* [PAGE EXCERPT]
┏━━
Together with another three major polysilicon manufacturers in Xinjiang - GCL-Poly, East Hope Group and Xinte Energy--the four companies were named using "forced labor" by a Washington-based consultancy Horizon Advisory.
The four giants together produced around 243,000 tons of polysilicon in 2020, accounting for 36 percent of the global share and 55 percent of China's total polysilicon output, creating an output value of 15.05 billion yuan ($2.32 billion), people familiar with the matter told the Global Times.
The "forced labor" narrative continues to be pushed by some Western politicians, industry leaders and media outlets, including the New York Times and Bloomberg.
In the past week, Australian trade unions called for the federal government to invest in local solar components manufacturing following American unions' call to impose an import ban on solar products produced in Xinjiang.
Meanwhile, a Guardian report used confidential industry data claiming that up to 40 percent of the UK's solar farms had been built using the panels made by Chinese firms that were accused of exploiting "forced labor" in Xinjiang.
Outraged and furious with these groundless accusations, a manage at Xinjiang Daqo asked rhetorically: "If they must impose the phrase ['forced labor'] on us, does it mean we are forcing these machines to work?"
That question also captures the sentiment of businesses and workers in the local solar energy, cotton and tomato industries - all targets of the Western "forced labor" smear campaign; all are highly automated operation with high-paying jobs; and all are pillar industries supporting the livelihood of millions of residents in the region.
But apart from the vicious nature of such rumors aimed at suppressing rapidly growing industries in Xinjiang, it is almost laughable and utterly ridiculous how such lies do not have an ounce of truth and can easily be debunked. Indeed, one word should be enough: automation.
Recently, the Global Times' reporters visited a Xinjiang polysilicon manufacturing plant and cotton field, talked to workers, local cotton farmers and businesses, and witnessed first-hand the high level of automation in these sectors, which means little manual labor is needed in Xinjiang as labor costs surge in Chinese economy.
┗━━
[Excerpts of labeled region data]
┏━━
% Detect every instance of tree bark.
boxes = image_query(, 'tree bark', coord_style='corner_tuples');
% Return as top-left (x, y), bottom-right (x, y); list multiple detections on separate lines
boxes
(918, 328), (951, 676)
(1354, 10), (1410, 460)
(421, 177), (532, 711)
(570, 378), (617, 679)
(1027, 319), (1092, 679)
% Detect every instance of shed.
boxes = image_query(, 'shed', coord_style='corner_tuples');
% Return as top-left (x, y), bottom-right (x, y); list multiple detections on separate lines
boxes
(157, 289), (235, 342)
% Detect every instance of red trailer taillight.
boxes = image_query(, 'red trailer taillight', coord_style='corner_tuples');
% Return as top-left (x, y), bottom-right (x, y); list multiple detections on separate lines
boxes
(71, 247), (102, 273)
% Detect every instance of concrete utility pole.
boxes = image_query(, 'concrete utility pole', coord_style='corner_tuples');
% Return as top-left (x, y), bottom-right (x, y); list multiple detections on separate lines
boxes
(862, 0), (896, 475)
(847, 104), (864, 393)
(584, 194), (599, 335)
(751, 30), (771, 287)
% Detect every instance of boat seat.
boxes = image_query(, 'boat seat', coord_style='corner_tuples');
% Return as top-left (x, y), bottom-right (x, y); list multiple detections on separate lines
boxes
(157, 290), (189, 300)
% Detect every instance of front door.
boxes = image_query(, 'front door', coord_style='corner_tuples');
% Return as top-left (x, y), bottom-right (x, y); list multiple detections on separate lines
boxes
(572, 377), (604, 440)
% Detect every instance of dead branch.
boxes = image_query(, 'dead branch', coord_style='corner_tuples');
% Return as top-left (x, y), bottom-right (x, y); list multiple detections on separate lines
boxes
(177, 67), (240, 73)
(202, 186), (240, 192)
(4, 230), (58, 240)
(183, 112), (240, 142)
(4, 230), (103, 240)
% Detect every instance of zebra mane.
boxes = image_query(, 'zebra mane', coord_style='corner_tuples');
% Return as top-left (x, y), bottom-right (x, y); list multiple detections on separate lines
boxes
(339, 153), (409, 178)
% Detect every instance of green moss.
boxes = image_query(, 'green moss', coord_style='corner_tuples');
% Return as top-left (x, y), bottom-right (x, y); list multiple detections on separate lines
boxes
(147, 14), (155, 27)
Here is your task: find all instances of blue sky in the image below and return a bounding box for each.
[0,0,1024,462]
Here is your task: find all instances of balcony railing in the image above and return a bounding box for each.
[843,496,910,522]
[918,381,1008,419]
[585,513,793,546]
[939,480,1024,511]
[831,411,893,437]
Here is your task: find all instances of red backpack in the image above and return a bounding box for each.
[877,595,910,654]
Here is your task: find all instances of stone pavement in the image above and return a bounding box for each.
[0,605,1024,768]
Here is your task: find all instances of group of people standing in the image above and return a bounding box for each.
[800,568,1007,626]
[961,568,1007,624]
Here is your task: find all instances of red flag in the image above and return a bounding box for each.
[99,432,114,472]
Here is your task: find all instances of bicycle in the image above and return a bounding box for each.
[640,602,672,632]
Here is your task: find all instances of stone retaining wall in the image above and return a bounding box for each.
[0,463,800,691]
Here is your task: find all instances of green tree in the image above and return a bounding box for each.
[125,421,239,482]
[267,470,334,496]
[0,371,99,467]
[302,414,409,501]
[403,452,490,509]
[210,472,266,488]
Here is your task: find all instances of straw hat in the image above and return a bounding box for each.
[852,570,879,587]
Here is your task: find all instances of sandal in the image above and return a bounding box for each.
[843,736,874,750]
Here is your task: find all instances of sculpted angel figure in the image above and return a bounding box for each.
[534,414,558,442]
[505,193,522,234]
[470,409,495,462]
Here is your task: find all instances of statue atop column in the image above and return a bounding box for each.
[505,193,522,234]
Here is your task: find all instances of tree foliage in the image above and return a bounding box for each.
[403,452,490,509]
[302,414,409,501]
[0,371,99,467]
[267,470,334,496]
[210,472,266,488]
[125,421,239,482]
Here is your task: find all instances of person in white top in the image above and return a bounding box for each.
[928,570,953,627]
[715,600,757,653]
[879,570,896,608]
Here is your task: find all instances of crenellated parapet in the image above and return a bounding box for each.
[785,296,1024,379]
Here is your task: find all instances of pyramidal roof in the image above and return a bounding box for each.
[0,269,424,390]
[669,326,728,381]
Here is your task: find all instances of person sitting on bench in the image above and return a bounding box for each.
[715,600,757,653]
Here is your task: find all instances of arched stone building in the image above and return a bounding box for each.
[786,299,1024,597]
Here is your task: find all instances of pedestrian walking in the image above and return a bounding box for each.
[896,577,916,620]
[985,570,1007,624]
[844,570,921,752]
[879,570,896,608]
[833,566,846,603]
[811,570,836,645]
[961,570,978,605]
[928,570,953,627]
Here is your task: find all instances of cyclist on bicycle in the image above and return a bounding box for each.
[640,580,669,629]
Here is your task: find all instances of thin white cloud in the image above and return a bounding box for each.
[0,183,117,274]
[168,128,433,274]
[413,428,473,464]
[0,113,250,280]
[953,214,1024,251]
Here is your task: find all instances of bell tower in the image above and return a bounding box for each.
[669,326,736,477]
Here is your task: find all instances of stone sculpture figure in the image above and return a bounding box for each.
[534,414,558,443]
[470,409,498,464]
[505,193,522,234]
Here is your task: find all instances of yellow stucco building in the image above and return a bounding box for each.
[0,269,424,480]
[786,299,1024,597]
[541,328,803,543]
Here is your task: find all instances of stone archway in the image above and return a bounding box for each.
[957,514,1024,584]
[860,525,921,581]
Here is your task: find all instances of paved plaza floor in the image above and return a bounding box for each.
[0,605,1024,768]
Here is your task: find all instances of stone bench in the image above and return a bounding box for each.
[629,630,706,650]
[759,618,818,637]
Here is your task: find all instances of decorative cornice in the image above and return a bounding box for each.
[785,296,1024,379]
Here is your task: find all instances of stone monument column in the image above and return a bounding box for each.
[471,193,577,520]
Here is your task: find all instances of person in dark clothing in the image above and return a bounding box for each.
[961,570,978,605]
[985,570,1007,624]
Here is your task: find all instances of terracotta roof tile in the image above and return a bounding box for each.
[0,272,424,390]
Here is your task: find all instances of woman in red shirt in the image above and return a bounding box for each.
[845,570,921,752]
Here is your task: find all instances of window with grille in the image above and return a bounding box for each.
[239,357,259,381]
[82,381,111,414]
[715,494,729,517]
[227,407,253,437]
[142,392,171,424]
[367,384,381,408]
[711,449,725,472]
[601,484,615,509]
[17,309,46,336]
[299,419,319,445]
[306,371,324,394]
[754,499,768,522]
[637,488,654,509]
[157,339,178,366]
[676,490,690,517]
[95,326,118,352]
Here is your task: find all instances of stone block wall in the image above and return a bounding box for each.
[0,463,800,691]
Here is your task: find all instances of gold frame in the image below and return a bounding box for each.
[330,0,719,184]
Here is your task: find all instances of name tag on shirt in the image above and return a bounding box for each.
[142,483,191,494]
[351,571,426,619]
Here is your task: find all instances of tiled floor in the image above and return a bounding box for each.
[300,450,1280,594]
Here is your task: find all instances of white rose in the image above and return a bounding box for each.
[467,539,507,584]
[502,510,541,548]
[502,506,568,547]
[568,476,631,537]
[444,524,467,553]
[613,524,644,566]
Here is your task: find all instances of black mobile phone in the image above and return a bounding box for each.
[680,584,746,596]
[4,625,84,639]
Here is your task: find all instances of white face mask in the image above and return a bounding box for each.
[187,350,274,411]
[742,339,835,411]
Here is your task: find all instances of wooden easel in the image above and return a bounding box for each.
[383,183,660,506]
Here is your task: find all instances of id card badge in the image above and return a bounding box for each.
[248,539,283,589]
┗━━
* [THE TASK] Write out the passage on Xinjiang's polysilicon makers word for word, from "The four giants" up to and including "the Global Times.". You won't need this data.

* [ANSWER TO THIS PROBLEM]
The four giants together produced around 243,000 tons of polysilicon in 2020, accounting for 36 percent of the global share and 55 percent of China's total polysilicon output, creating an output value of 15.05 billion yuan ($2.32 billion), people familiar with the matter told the Global Times.